[Activity]
Your answer must consist of exactly the lines below, starting with the line with "Provide one marker per instance of the baseboard" and going on through the line with "Provide one marker per instance of the large", and nothing else.
━━━ Data ━━━
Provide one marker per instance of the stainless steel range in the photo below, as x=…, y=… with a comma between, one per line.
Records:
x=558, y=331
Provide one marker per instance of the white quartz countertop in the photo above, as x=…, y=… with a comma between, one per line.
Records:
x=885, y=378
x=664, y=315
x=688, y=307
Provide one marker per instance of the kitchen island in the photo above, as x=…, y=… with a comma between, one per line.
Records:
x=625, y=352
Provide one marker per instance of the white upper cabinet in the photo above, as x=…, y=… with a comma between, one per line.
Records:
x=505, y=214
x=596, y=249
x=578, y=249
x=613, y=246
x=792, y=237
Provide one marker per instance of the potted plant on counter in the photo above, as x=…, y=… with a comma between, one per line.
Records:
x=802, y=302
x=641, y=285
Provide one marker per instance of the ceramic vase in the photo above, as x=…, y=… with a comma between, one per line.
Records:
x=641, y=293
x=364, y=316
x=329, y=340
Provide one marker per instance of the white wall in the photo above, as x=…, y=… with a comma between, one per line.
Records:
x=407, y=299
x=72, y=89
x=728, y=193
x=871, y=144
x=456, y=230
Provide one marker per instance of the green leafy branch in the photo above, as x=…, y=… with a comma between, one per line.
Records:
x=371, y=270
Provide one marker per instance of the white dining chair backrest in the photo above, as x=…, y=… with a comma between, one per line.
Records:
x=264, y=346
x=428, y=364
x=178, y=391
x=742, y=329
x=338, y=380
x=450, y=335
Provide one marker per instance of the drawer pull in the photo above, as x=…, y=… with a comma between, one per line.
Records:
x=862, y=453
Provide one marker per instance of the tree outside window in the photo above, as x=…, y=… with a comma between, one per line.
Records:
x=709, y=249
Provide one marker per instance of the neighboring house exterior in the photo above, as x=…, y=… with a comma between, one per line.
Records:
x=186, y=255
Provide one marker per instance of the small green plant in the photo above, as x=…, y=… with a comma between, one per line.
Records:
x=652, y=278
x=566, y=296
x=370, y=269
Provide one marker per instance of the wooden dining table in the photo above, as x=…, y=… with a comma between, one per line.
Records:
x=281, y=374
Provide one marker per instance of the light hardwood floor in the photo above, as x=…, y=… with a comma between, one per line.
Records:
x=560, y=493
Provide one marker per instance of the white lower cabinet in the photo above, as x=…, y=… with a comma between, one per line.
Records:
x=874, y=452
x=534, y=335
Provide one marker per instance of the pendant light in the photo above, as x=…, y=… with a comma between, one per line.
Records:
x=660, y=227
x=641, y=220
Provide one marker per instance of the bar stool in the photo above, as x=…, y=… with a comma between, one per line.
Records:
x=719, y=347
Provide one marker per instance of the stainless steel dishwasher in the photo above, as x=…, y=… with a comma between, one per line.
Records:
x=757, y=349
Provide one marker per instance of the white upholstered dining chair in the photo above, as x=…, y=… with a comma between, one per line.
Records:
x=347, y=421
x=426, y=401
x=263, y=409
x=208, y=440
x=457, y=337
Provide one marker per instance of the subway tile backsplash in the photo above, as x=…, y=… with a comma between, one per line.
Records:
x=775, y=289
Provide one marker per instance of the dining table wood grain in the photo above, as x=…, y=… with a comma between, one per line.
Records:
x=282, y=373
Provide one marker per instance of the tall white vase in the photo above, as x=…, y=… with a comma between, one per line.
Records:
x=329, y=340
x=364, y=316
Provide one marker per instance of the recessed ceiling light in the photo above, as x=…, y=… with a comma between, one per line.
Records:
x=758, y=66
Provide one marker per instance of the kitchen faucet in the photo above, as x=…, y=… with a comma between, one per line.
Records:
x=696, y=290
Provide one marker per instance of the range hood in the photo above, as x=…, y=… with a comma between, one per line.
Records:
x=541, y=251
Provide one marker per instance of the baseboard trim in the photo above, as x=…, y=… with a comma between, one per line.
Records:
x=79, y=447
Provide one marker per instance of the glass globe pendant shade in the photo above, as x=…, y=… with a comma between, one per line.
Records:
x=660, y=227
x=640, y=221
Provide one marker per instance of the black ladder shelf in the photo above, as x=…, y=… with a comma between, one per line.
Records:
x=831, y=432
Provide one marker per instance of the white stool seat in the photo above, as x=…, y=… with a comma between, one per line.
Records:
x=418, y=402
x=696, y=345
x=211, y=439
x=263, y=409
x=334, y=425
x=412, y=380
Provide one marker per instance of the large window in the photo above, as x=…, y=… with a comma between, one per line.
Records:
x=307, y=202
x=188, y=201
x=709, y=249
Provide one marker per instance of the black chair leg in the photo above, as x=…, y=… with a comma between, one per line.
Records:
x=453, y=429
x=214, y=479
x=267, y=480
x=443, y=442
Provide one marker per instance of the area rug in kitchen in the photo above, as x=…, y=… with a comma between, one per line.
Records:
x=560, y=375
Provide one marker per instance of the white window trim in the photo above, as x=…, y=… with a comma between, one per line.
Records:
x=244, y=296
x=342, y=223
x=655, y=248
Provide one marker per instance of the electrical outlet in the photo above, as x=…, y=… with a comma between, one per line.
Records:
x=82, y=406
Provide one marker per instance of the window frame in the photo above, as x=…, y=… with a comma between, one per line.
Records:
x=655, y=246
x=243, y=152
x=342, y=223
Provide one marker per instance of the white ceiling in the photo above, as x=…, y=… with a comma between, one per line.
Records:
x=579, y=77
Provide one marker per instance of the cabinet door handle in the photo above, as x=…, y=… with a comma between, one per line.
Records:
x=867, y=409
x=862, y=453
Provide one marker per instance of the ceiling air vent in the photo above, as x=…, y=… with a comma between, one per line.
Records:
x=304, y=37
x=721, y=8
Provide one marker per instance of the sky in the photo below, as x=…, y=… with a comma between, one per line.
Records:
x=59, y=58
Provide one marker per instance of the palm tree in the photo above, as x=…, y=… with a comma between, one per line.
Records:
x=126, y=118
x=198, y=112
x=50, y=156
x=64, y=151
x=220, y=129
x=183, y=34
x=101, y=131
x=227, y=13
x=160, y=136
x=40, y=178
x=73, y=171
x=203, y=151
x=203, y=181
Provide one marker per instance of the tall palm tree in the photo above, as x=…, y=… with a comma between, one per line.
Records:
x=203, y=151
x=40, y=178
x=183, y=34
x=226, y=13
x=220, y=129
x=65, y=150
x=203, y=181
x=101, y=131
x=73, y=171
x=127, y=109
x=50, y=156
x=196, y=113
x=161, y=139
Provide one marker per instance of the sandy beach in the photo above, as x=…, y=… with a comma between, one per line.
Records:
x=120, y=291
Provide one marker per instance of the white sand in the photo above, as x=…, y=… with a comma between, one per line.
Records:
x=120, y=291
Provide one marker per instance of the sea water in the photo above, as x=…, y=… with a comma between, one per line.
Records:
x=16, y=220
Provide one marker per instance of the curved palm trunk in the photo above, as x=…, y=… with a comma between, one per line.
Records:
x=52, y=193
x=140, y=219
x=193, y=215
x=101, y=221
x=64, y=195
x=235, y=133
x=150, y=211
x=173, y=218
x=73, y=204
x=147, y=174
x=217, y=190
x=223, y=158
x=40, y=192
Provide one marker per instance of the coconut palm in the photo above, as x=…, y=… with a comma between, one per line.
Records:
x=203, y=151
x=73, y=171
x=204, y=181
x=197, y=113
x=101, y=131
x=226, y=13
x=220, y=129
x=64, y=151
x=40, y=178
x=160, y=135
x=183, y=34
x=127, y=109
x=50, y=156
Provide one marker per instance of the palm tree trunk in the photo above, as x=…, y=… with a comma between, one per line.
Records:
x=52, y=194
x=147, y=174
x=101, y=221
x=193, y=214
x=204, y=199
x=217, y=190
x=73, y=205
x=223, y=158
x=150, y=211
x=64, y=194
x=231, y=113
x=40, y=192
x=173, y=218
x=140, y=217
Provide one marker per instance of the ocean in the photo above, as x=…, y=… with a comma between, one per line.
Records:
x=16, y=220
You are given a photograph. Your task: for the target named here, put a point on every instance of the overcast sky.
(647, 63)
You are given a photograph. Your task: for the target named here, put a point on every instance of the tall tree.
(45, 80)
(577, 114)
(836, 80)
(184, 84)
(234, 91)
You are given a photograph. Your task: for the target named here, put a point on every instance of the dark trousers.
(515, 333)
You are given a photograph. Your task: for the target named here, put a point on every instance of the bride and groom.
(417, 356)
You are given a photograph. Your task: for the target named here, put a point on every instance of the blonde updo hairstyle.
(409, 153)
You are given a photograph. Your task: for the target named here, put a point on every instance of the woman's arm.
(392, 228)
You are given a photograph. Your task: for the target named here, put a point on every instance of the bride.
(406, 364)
━━━
[Solution to the problem]
Provide one marker per instance of the baseboard trim in the photo above, as x=…, y=… with a comma between, one per line.
Records:
x=79, y=447
Provide one marker per instance of the glass globe pendant shade in the photo above, as x=…, y=… with a comma between, one per line.
Records:
x=660, y=227
x=640, y=221
Provide one marker per instance of the black ladder shelf in the photo above, as x=…, y=… with a comma between, one per line.
Records:
x=831, y=432
Provide one marker per instance of the white stool seat in the photo above, as x=…, y=… with a comma between, one per line.
Records:
x=418, y=402
x=696, y=345
x=211, y=439
x=263, y=409
x=334, y=425
x=412, y=380
Provide one marker per instance of the large window in the photo above, as x=…, y=… with a comma between, one per line.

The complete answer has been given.